[Point-based annotation data]
>> Start

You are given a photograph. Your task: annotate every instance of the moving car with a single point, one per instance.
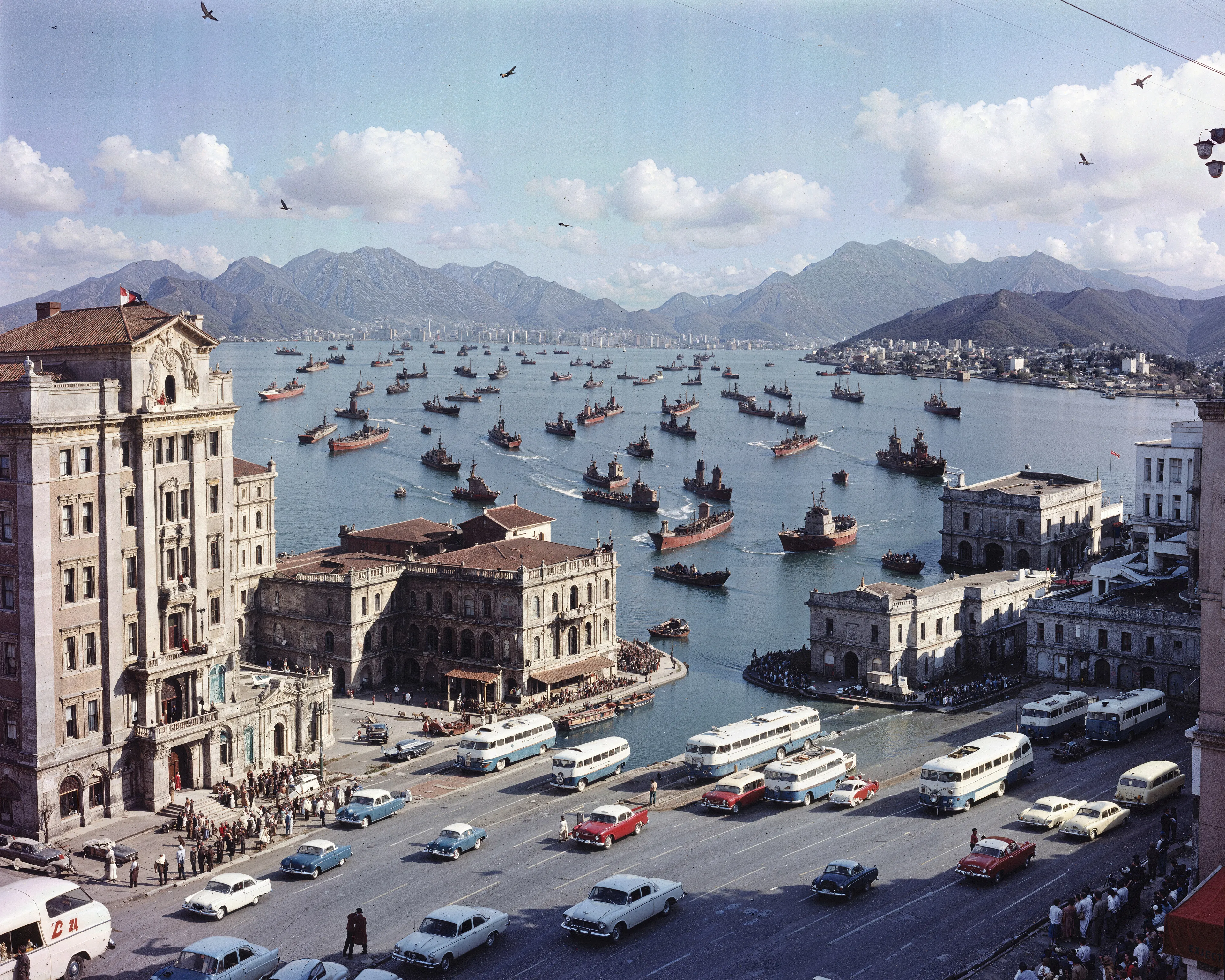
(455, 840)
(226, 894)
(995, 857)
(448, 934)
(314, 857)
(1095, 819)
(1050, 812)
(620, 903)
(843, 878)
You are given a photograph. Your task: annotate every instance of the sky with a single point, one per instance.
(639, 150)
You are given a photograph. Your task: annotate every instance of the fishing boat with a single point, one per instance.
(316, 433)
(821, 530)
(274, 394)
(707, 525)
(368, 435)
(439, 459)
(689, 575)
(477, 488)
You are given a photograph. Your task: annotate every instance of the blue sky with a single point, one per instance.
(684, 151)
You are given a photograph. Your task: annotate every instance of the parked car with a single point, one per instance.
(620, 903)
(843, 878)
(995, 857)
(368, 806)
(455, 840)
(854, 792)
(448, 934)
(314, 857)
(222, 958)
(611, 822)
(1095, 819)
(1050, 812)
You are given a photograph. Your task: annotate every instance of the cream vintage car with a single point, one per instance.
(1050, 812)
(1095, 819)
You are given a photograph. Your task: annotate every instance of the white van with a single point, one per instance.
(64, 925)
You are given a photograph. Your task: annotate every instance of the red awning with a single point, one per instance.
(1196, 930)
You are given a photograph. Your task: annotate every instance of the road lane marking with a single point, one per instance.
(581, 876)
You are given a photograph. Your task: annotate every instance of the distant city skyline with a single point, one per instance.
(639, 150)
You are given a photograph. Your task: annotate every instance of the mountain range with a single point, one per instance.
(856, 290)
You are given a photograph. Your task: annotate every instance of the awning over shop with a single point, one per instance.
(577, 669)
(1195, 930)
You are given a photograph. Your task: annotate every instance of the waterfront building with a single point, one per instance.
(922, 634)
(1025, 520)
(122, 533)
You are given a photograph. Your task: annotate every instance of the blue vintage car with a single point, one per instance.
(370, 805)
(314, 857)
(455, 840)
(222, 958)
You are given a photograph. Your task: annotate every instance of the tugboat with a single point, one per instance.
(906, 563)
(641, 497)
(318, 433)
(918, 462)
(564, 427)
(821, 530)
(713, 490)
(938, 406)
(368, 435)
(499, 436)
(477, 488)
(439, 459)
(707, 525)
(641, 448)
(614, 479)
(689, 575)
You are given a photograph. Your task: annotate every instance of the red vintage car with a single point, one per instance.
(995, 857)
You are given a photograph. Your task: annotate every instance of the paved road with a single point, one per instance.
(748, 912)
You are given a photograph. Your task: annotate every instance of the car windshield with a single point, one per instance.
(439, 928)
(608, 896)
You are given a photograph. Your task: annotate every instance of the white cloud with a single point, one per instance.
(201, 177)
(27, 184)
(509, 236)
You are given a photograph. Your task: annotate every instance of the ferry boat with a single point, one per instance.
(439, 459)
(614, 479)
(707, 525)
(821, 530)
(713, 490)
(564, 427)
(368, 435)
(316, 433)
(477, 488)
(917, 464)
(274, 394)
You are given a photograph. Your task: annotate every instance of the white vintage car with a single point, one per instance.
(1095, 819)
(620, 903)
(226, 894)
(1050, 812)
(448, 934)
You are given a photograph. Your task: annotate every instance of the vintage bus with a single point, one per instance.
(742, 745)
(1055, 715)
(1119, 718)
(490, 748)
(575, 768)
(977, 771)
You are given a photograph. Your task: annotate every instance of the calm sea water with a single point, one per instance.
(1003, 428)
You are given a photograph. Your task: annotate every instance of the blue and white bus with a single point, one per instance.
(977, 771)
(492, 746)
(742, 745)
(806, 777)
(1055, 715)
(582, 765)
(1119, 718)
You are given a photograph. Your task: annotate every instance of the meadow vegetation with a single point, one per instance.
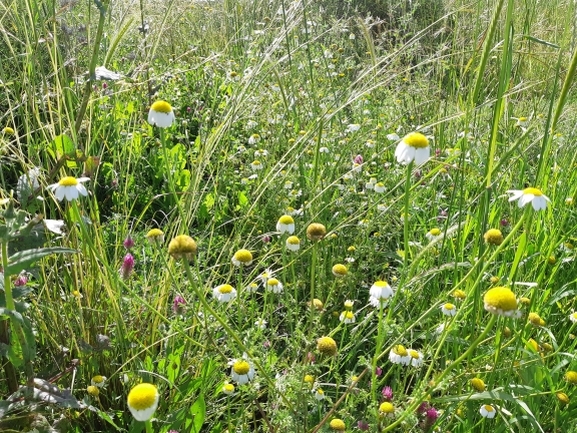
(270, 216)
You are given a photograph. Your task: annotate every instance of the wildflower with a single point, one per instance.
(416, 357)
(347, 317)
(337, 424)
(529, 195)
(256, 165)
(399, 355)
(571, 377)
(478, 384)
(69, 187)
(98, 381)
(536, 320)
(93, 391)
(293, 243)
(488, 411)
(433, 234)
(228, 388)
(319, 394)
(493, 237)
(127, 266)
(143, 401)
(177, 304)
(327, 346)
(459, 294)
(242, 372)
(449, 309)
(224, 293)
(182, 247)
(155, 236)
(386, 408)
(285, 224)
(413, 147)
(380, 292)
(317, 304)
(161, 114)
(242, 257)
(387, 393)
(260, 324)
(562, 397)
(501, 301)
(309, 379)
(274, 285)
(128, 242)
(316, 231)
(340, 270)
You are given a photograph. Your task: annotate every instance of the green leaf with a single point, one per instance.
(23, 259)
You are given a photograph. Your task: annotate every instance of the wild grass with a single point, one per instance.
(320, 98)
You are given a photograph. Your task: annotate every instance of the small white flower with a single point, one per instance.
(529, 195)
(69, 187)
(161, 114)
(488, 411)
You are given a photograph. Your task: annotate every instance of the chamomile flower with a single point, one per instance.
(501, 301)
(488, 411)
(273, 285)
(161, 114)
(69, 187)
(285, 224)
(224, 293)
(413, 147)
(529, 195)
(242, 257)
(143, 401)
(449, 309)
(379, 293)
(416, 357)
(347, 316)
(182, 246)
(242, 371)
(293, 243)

>> End

### [Your task]
Leave out each picture and extract the lines from the one containing "vegetation with a single point, one per instance." through the end of the records above, inclusive, exactly as they stand.

### [Task answer]
You are given a photograph. Your task: annotate every instance of the meadow vegetation with a single point, one per instance.
(270, 216)
You are given a photograph. Your task: annotate every instance of the wildflower with a single point, one per instance.
(416, 357)
(347, 317)
(337, 424)
(529, 195)
(256, 165)
(399, 355)
(571, 377)
(478, 384)
(69, 187)
(98, 381)
(536, 320)
(93, 391)
(293, 243)
(488, 411)
(433, 234)
(228, 388)
(319, 394)
(493, 237)
(127, 266)
(143, 401)
(177, 304)
(327, 346)
(459, 294)
(242, 372)
(449, 309)
(224, 293)
(182, 247)
(155, 236)
(386, 408)
(285, 224)
(413, 147)
(380, 292)
(317, 304)
(161, 114)
(242, 257)
(387, 393)
(260, 324)
(562, 397)
(501, 301)
(309, 379)
(274, 285)
(128, 242)
(316, 231)
(340, 270)
You are given a photograph. Your task: annotate every instance of the green leaf with a single point, one per instance.
(23, 259)
You are given a photograph. Your task: annotate every instance of the wild grass with a single point, one per instance.
(320, 98)
You are given a photograph. Your task: annotate every instance of the small white flower with a single point, one per instance.
(529, 195)
(69, 187)
(161, 114)
(488, 411)
You are given a photograph. Your task: annotate every instance of the chamomile flower with a single point, one per instance.
(501, 301)
(488, 411)
(273, 285)
(161, 114)
(69, 187)
(285, 224)
(224, 293)
(413, 147)
(529, 195)
(242, 257)
(143, 401)
(449, 309)
(379, 293)
(416, 357)
(347, 316)
(182, 246)
(242, 371)
(293, 243)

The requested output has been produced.